Directive >> Reproduce the listing below, substituting "evaluation set" for every occurrence of "benchmark" and leaving everything else unchanged. Omit the pictures.

Data for processing >>
--------------------------------------------------

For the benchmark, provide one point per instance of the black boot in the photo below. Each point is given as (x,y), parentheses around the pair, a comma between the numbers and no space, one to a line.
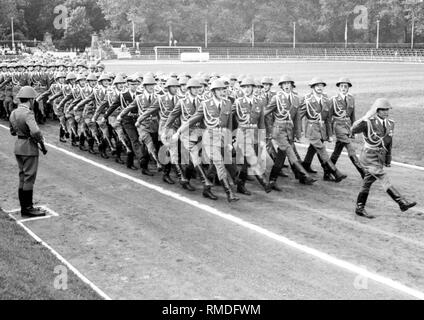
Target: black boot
(241,183)
(273,177)
(166,175)
(301,174)
(358,165)
(230,194)
(329,167)
(28,209)
(360,206)
(337,152)
(62,135)
(404,204)
(82,142)
(266,185)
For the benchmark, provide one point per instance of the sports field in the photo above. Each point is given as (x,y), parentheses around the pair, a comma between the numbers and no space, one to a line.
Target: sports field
(137,238)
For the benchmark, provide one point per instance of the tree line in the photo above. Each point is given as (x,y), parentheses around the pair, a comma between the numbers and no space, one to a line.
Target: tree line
(226,20)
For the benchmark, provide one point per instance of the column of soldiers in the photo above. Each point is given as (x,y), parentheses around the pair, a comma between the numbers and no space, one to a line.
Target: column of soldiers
(221,130)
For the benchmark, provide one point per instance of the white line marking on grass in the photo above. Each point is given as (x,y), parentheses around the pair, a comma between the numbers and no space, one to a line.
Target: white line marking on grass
(58,256)
(303,248)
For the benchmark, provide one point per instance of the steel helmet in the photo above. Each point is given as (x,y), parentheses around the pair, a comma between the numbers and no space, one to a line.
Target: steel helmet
(71,76)
(218,84)
(316,81)
(27,92)
(172,82)
(91,77)
(119,79)
(247,82)
(344,80)
(267,80)
(194,83)
(60,75)
(149,80)
(183,81)
(286,79)
(104,76)
(382,103)
(81,77)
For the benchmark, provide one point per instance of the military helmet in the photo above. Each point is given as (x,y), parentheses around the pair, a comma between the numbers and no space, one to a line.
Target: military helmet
(286,79)
(247,82)
(149,80)
(104,76)
(344,80)
(91,77)
(382,103)
(316,81)
(183,81)
(267,80)
(27,92)
(119,79)
(218,84)
(71,76)
(60,75)
(194,83)
(172,82)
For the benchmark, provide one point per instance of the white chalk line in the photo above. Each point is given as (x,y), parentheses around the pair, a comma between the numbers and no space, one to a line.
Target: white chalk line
(305,249)
(54,252)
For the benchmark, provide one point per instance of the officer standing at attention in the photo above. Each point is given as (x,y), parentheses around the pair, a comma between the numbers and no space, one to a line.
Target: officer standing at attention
(24,126)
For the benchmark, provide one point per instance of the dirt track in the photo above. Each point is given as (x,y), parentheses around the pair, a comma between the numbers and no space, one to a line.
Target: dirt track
(134,242)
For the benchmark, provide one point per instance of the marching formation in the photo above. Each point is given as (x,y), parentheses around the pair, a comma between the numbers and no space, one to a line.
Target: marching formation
(221,130)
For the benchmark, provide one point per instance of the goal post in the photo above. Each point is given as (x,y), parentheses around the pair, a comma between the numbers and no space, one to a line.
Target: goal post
(173,53)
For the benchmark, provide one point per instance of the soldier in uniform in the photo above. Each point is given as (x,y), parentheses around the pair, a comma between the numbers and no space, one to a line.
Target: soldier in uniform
(343,114)
(249,114)
(149,127)
(128,123)
(285,126)
(377,130)
(24,126)
(166,104)
(315,107)
(216,115)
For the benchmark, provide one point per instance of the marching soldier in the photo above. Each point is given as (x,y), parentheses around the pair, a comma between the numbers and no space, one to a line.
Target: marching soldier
(315,107)
(343,114)
(216,115)
(24,126)
(285,127)
(378,131)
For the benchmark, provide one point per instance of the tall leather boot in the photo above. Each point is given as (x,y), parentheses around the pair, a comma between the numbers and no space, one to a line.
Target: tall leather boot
(337,152)
(262,181)
(302,175)
(166,174)
(207,185)
(28,208)
(331,168)
(404,204)
(82,143)
(62,135)
(184,182)
(118,153)
(241,183)
(360,206)
(307,162)
(273,177)
(230,194)
(354,159)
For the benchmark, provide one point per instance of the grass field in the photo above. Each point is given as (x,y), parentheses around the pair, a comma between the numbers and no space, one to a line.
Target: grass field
(401,83)
(27,269)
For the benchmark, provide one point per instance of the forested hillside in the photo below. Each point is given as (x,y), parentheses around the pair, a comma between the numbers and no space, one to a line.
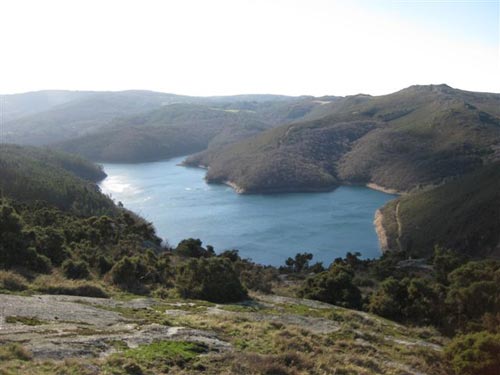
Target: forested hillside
(419,136)
(463,214)
(60,235)
(68,182)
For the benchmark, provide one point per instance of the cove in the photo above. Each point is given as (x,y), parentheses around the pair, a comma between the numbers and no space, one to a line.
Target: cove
(266,228)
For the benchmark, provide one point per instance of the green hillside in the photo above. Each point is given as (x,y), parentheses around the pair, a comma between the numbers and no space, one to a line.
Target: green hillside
(80,116)
(180,129)
(417,136)
(61,237)
(463,215)
(68,182)
(172,130)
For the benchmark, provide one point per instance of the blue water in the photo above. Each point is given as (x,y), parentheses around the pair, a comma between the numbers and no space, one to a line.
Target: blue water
(265,228)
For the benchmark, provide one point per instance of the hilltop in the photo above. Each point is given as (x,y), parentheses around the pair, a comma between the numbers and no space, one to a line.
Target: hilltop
(419,136)
(463,214)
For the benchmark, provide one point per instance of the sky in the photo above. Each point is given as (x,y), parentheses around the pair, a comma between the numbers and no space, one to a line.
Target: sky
(225,47)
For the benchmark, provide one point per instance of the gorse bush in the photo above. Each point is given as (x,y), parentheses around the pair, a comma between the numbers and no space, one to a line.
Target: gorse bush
(333,286)
(12,281)
(212,279)
(475,354)
(75,269)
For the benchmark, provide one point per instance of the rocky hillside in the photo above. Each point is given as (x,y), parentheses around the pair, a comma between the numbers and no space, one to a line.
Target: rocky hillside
(264,335)
(463,214)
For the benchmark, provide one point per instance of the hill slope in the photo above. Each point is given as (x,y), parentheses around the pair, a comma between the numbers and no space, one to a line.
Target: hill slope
(463,215)
(68,182)
(418,136)
(180,129)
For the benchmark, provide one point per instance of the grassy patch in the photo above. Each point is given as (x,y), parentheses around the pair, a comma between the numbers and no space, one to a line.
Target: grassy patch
(160,356)
(14,352)
(26,320)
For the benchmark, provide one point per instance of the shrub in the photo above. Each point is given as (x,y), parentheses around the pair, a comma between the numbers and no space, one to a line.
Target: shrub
(14,351)
(123,273)
(192,248)
(211,279)
(475,354)
(75,269)
(12,281)
(333,286)
(54,284)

--------------------------------------------------

Answer to this problem >>
For the evaluation set, provide one point per instance of the black boot in the photo below. Each point is given as (x,y), parentheses around the pair, a comma between the numbers and no space, one to a line.
Target: black boot
(241,183)
(273,177)
(166,175)
(301,174)
(358,165)
(230,194)
(329,167)
(28,209)
(360,206)
(337,152)
(62,135)
(404,204)
(82,142)
(266,185)
For the evaluation set, provide one point per instance of the sports field in the photo above. Each point is given as (x,y), parentheses around the pair, a comma between the numbers and no space, one to a line.
Target: sports field
(137,238)
For the evaluation set, provide one point per instance of the tree line in the photo above. Each point is given as (x,y), parentheses around the pair, a comma between the numbers and no space, one to a line.
Target: tree line
(226,20)
For the evaluation set, provide one point per instance of the column of soldiers in the photo above. Each point is given as (x,y), parentheses around the pair, a comma between the numbers and no space, one to a line.
Target: column of soldiers
(221,130)
For the evaluation set, provide one point per instance of the white line marking on grass in the photo above. Each point is given as (x,y), parentheses around the pair, a comma between the numbers and no space, one to a line.
Target: white line marking on grass
(58,256)
(303,248)
For the evaluation set, provide one point per instance of the steel helmet in the photo above. Each point is given as (x,y), parentheses around the pair, a comma between the numbers and no space, one to a line.
Target: steel helmet
(71,76)
(218,84)
(316,81)
(27,92)
(172,82)
(91,77)
(119,79)
(247,82)
(344,80)
(267,80)
(194,83)
(60,75)
(149,80)
(183,81)
(286,79)
(104,76)
(382,103)
(81,77)
For the evaluation set, provide one point per instance of the military helmet in the photo above. Each point is given as (x,y), parentheses around the pair, a comma between the numbers and no space, one to a line.
Target: military helmet
(286,79)
(247,82)
(149,80)
(104,76)
(344,80)
(91,77)
(382,103)
(316,81)
(183,81)
(267,80)
(27,92)
(119,79)
(218,84)
(71,76)
(60,75)
(194,83)
(172,82)
For the evaluation set, provide one point per instance of the white chalk line in the photo above. Each point is given as (x,y), parentheses around the pair, a comma between the numbers and no space, one to a line.
Target: white chalk line
(305,249)
(54,252)
For the evaluation set, provide one point per instance of the officer standing at attention in the photo above. Each point is given as (x,y), parentheses around the pair, a comma between the numbers and no space, one to a line.
Target: officer standing at attention
(24,126)
For the evaluation set, provide one point per instance of the dirt track in the photo above. Each point is given as (x,y), parentheses around the pair, a comma between the numbers and no space, one to a line.
Target: dirt track
(134,242)
For the evaluation set, provide one point per instance of the marching formation in the photo above. Each point is given as (x,y), parentheses around the pair, a comma between the numbers and no space, one to a line.
Target: marching formation
(221,130)
For the evaluation set, provide one point per instance of the goal post in the photo above. Each point is given as (x,y), parentheses around the pair, a comma between the numbers and no space, one to a line.
Target: goal post
(173,53)
For the evaluation set, provide one point per instance of the soldier in uniform in the photo above. Each point is given as (x,y), parentheses around the pair, a comma between the numbers and no space, one to a line.
Target: soldier in uniform
(343,114)
(249,114)
(149,127)
(128,123)
(285,126)
(377,130)
(24,126)
(166,104)
(315,107)
(216,115)
For the evaluation set, provide one point per instance of the marching soldier in the photo above. Each point is given as (x,y), parentheses around the pair, a comma between the numbers and no space, one to a line.
Target: marching soldier
(315,107)
(343,114)
(216,115)
(24,126)
(285,127)
(378,131)
For the evaluation set, provide one point per instance of the tall leather boot in the photo above. Each point is given as (x,y), parentheses around the pair, a comma between the numbers and no space, one to a line.
Target: tall leather boot
(337,152)
(262,181)
(302,175)
(166,174)
(207,185)
(28,208)
(331,168)
(404,204)
(82,143)
(62,135)
(184,182)
(118,153)
(241,183)
(360,206)
(307,162)
(273,177)
(230,194)
(354,159)
For the evaluation set, provide one point per instance of the grass field in the photo above. Each point is given as (x,y), parentheses around the pair, a comma between the numbers and no space, one to a line.
Target: grass field
(401,83)
(27,269)
For the evaluation set, provide one point per instance of the forested hillside in the photo below. Each point is given as (x,y), parentheses around the pair, a comma between the numbers and no space, one to a line.
Target: forested hillside
(419,136)
(463,214)
(60,235)
(68,182)
For the evaluation set, provide one point per instance of the cove in the photo above. Each point is given as (x,y), parentheses around the pair, a comma between the numbers and no space, one to a line.
Target: cove
(266,228)
For the evaluation set, provide one point per instance of the green hillside in the photo above. Each point is given as (x,y), parentheses around the pair, a comma between the numbers and no space, one to a line.
Target: green hillside
(80,116)
(180,129)
(417,136)
(61,237)
(463,215)
(68,182)
(172,130)
For the evaluation set, provide one point per instance of the blue water in the photo above. Each point is given as (x,y), parentheses around the pair, a comma between the numbers and no space, one to a line.
Target: blue water
(265,228)
For the evaluation set, provide one point per instance of the hilltop in the photo above. Each point is given as (x,y), parentheses around the pair, a comma between the numbers and no space, one to a line.
Target: hilltop
(419,136)
(463,214)
For the evaluation set, provide one point per instance of the sky in the photo above. Each point is given as (x,y), parentheses around the pair, a comma between the numbers and no space, one to a line.
Target: sky
(225,47)
For the evaluation set, provide one point per instance of the gorse bush in the photo above. Each point is given as (x,y), parentheses around the pair, a comma between the numbers and no space, one to a line.
Target: gorse bush
(333,286)
(12,281)
(212,279)
(475,354)
(75,269)
For the evaluation set, provide one point per instance of the rocky hillside in the photo above. Each point is given as (x,y), parentheses around the pair, a comma between the numbers and no space, one to a line.
Target: rocky hillside
(264,335)
(463,214)
For the evaluation set, provide one point per instance of the hill slope in the photo above. Each point is given as (x,y), parentheses around the pair, a comma between the numbers and no space, one to a line.
Target: hill slope
(463,215)
(68,182)
(418,136)
(180,129)
For the evaluation set, provide one point per instance of the grassy patch in the photo above. Each point is given as (x,y), parentheses around the pair, a comma between the numbers and no space, one to a line.
Target: grassy patch
(160,356)
(14,352)
(26,320)
For the evaluation set, provide one point per instance of the shrub in the photo above. Each point is given as (x,y), parentheses around the pair, a comma between the numbers and no space, one to a line.
Target: shrub
(14,351)
(123,273)
(192,248)
(211,279)
(475,354)
(75,269)
(12,281)
(333,286)
(54,284)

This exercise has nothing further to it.